━━━━━ Passage shown ━━━━━
Making strides: paraplegic steps out in support of N.E.R.D. Run
ReWalk Robotics exoskeleton to be demonstrated at event raising awareness of Neuroscience and Mental Health Institute.
By ROSS NEITZ
(Edmonton) Just five years ago, Denny Ross couldn’t imagine standing again, let alone walking. Paralyzed from the chest down after a motor vehicle accident, Ross thought the simple freedom of going for a walk had been taken from him forever. Today he’s preparing for a five-kilometre race.
“Just a couple of years ago, I was looking at getting a stand-up wheelchair,” says Ross. “Now here I am today with an exoskeleton and I’m going to attempt a five-kilometre run with it. That’s crazy stuff!”
Ross is part of a University of Alberta pilot study looking at how people benefit from a revolutionary exoskeleton named ReWalk that provides powered hip and knee motion. It was purchased by the Spinal Cord Injury Treatment Centre Society in 2014 and then leased to the U of A for just one dollar. Since joining the project in 2014, Ross has gone from taking baby steps in his so-called “robot suit” to walking more than a kilometre at a time. Now he’s stepping up his efforts at the upcoming N.E.R.D. Run hosted by the U of A’s Neuroscience and Mental Health Institute (NMHI) Sept. 19 at Hawrelak Park.
“I’m going to go as far as I can and then I’ll wheel the rest of the way. I’m definitely going to finish,” says Ross. “It’s important to be out and seen so that people can understand what is being done by U of A researchers, what the money being raised is going towards and how much it is helping people like me.”
The N.E.R.D. Run is a fundraising and community outreach event put on each year by NMHI. Money raised from the run goes toward supporting student researchers at the institute.
The ReWalk study is one of hundreds undertaken by NMHI members each year. The institute brings together researchers from numerous fields to seek solutions to neurological and psychiatric disorders that touch everyone, whether directly or indirectly. The scope of research includes everything from mental illness and spinal injury to neurodegenerative diseases such as Alzheimer’s and multiple sclerosis.
Karim Fouad, NMHI’s director of operations and basic research, says researchers in the institute can accomplish together what they cannot individually. He also believes a key to finding answers is involving the community through events like the N.E.R.D. Run.
“The research is important, but at the same time we have to help improve the quality of life of people. To do that, you actually have to meet these people and learn what they really need and want,” explains Fouad. “You cannot just live in your ivory tower. It’s really important to talk to the community and to break down barriers.”
━━━━━
# Parts of the exercise:
1) In the article on the N.E.R.D. Run, for what amount was the ReWalk exoskeleton leased to the U of A?
2) Rewrite the stretch of the article on the N.E.R.D. Run from "The N.E.R.D. Run is" through "the N.E.R.D. Run.", putting "graduate students" in place of "student researchers".
3) According to the article on the N.E.R.D. Run, why does Ross consider it important to be out and seen at the event?
━━━━━ Material provided ━━━━━
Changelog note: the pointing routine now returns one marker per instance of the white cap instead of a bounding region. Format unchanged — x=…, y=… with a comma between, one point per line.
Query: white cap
━━━━━
# Answers to each task:
1) One dollar.

2)
The N.E.R.D. Run is a fundraising and community outreach event put on each year by NMHI. Money raised from the run goes toward supporting graduate students at the institute.
The ReWalk study is one of hundreds undertaken by NMHI members each year. The institute brings together researchers from numerous fields to seek solutions to neurological and psychiatric disorders that touch everyone, whether directly or indirectly. The scope of research includes everything from mental illness and spinal injury to neurodegenerative diseases such as Alzheimer’s and multiple sclerosis.
Karim Fouad, NMHI’s director of operations and basic research, says researchers in the institute can accomplish together what they cannot individually. He also believes a key to finding answers is involving the community through events like the N.E.R.D. Run.

3) Ross says that being out and seen lets people understand what U of A researchers are doing and what the money being raised goes towards. It also shows how much that work is helping people like him.